Problem:
Locate each line in the material below that contains the word "woman" and copy those lines in full.

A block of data
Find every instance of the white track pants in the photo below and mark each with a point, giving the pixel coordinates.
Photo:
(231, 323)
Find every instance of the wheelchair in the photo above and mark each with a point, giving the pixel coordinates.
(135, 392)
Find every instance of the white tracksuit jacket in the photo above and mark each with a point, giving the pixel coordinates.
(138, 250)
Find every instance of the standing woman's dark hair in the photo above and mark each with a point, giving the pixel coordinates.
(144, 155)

---

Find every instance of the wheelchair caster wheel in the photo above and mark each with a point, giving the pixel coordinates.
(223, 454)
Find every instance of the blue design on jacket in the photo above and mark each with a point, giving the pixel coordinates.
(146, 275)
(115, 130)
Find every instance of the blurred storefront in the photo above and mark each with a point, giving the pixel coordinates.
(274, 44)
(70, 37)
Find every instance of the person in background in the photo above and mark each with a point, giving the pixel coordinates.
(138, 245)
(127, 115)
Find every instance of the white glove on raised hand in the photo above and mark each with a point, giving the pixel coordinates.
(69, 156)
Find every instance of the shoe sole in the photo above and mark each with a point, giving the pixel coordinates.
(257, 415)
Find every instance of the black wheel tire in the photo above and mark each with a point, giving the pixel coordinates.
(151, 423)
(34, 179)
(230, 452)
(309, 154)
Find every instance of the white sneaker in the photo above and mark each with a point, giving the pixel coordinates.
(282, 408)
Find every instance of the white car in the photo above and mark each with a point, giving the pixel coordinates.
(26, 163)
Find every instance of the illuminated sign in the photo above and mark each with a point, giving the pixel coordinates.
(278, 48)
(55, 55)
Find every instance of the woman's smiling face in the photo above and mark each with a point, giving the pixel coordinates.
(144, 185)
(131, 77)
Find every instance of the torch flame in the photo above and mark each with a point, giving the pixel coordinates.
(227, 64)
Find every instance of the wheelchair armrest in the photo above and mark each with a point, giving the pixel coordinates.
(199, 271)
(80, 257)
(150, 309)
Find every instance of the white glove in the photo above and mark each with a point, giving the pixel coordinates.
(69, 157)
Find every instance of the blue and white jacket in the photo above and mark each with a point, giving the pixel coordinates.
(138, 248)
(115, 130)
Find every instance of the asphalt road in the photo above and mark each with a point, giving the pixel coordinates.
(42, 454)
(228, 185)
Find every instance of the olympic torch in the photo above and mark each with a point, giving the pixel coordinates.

Result:
Find every instance of the standing woman's dark hair in the photo above and mark each with a point, giving the pixel coordinates.
Find every instance of the woman's smiling face in the photo above and mark each with a point, giving the pixel coordinates.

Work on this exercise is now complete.